===== RECORDED DATA
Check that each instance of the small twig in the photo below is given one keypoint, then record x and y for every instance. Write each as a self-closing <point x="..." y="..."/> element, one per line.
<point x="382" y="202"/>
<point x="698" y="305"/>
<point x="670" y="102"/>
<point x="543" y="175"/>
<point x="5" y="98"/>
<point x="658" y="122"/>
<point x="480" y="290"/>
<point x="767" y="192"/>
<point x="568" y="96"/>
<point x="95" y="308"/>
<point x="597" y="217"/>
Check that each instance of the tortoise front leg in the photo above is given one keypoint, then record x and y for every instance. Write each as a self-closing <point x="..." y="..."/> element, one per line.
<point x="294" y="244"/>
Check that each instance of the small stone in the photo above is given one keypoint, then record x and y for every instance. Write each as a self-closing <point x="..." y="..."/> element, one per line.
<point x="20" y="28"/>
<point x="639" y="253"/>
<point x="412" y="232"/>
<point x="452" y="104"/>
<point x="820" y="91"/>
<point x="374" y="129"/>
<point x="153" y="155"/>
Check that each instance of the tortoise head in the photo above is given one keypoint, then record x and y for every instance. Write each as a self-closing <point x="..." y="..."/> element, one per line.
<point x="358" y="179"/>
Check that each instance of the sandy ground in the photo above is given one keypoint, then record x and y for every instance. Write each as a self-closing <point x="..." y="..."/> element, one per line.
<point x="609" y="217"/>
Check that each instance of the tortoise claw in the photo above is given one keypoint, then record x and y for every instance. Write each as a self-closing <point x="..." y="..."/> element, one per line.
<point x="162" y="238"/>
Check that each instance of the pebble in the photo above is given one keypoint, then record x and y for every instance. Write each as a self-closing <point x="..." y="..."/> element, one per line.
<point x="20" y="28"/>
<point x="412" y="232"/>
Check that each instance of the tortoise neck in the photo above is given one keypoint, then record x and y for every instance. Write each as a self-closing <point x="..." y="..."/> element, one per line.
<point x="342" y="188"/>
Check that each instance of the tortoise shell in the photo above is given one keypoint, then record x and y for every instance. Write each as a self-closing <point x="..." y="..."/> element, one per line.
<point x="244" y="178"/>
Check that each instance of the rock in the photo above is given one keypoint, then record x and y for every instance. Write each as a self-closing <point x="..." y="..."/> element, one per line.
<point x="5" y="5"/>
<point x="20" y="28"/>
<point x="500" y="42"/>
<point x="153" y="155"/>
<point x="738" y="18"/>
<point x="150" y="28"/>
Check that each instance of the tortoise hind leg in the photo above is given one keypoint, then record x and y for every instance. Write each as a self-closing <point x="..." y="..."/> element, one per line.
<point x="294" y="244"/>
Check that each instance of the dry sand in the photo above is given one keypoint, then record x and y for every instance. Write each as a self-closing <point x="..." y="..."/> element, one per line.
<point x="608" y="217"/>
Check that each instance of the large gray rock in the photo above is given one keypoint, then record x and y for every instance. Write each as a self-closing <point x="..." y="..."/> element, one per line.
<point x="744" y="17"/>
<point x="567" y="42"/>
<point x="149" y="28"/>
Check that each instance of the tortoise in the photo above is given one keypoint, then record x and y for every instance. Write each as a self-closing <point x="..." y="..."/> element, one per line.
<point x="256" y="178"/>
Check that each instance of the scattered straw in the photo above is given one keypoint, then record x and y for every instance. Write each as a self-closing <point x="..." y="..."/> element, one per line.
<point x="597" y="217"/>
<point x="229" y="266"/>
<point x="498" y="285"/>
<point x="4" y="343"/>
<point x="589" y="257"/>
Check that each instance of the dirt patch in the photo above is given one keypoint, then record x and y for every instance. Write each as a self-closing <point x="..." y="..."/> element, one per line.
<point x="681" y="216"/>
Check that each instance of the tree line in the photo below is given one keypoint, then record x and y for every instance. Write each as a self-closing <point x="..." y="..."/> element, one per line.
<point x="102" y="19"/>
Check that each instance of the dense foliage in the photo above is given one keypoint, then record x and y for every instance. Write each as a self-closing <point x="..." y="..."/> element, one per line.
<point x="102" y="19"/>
==========
* [THE TASK] Print the material verbatim, all of it.

* [TASK RESULT]
Check that each instance of the small twig in the photo below is given one keypoint, then record x and y for every instance. Write each as a self-closing <point x="..." y="..."/> element, one per line.
<point x="382" y="202"/>
<point x="698" y="305"/>
<point x="670" y="102"/>
<point x="543" y="175"/>
<point x="5" y="98"/>
<point x="658" y="122"/>
<point x="480" y="290"/>
<point x="767" y="192"/>
<point x="568" y="96"/>
<point x="95" y="308"/>
<point x="597" y="217"/>
Check that each instance of the tortoise front leg in the photo above is given one keypoint, then record x and y for every instance. Write each as a self-closing <point x="..." y="..."/> element, one per line.
<point x="294" y="244"/>
Check that each instance of the small stone in the photo above is given one keypoint, then record x and y for every instance. Write each as a self-closing <point x="..." y="..."/> element, one per line.
<point x="20" y="28"/>
<point x="639" y="253"/>
<point x="412" y="232"/>
<point x="452" y="104"/>
<point x="820" y="91"/>
<point x="374" y="129"/>
<point x="153" y="155"/>
Check that each instance of the tortoise head in the photo above is given one keypoint, then record x and y for every instance. Write each as a self-closing <point x="..." y="..."/> element, one per line.
<point x="358" y="179"/>
Check that each instance of the sandy ground in the photo above is given one keypoint, then record x and y for every instance. Write each as a self-closing <point x="..." y="..."/> element, one per line.
<point x="609" y="217"/>
Check that each instance of the tortoise claw in the photo above is given one keypoint, then record x and y for every instance. Write each as a self-closing <point x="..." y="..."/> element, one per line.
<point x="162" y="238"/>
Check that each instance of the pebble in the photo above is given one keypoint, then record x and y for every instance. Write each as a self-closing <point x="..." y="..."/> element, one per line.
<point x="20" y="28"/>
<point x="412" y="232"/>
Check that each instance of the tortoise neck in the photo above is given one keypoint, then record x and y for every instance. Write each as a self-closing <point x="..." y="..."/> element, one per line.
<point x="342" y="188"/>
Check that each instance of the tortoise shell in the photo above is given one keypoint, then record x and y for every instance. Write each as a self-closing <point x="..." y="..."/> element, one per line.
<point x="244" y="178"/>
Check that each instance of the rock in the photo above is given one keypoint, then record x and y for every instance. Write each as a self-closing <point x="..." y="..."/> element, one per line.
<point x="5" y="5"/>
<point x="20" y="28"/>
<point x="500" y="42"/>
<point x="153" y="155"/>
<point x="738" y="18"/>
<point x="150" y="28"/>
Check that each instance of the tortoise hind leg in the photo above is given one keypoint, then record x and y for every instance. Write each as a self-closing <point x="..." y="..."/> element, one per line.
<point x="294" y="244"/>
Check that each instance of the dry sand in the photo above is given one keypoint, then record x and y for every instance. Write each as a self-closing <point x="..." y="..."/> element, one per line.
<point x="608" y="217"/>
Check that each instance of the large gray rock in the photo above is given one keypoint, then record x and y for every instance. Write each as a self-closing <point x="..." y="..."/> element, one per line.
<point x="744" y="17"/>
<point x="567" y="42"/>
<point x="149" y="28"/>
Check that each instance of the tortoise in the photo above is given one keypoint, then record x and y for every instance. Write each as a self-closing <point x="..." y="..."/> element, one per line.
<point x="256" y="178"/>
Check that each instance of the scattered straw in the photo above is given one keypoint, then record x and y for every instance. Write each as a self-closing <point x="..." y="..."/> element, one per line.
<point x="597" y="217"/>
<point x="229" y="266"/>
<point x="498" y="285"/>
<point x="4" y="343"/>
<point x="589" y="257"/>
Check that each instance of the dirt patch in the photo above is given one keypoint, then record x and y for every instance. Write each as a self-closing <point x="..." y="..."/> element, one per line.
<point x="681" y="216"/>
Check that each instance of the tree line in the photo below is given one keypoint, then record x and y for every instance. Write each as a self-closing <point x="..." y="..."/> element, one per line.
<point x="102" y="19"/>
Check that each instance of the dense foliage in the photo above is given one keypoint, then record x and y for every instance. Write each as a self-closing <point x="..." y="..."/> element, one per line.
<point x="102" y="19"/>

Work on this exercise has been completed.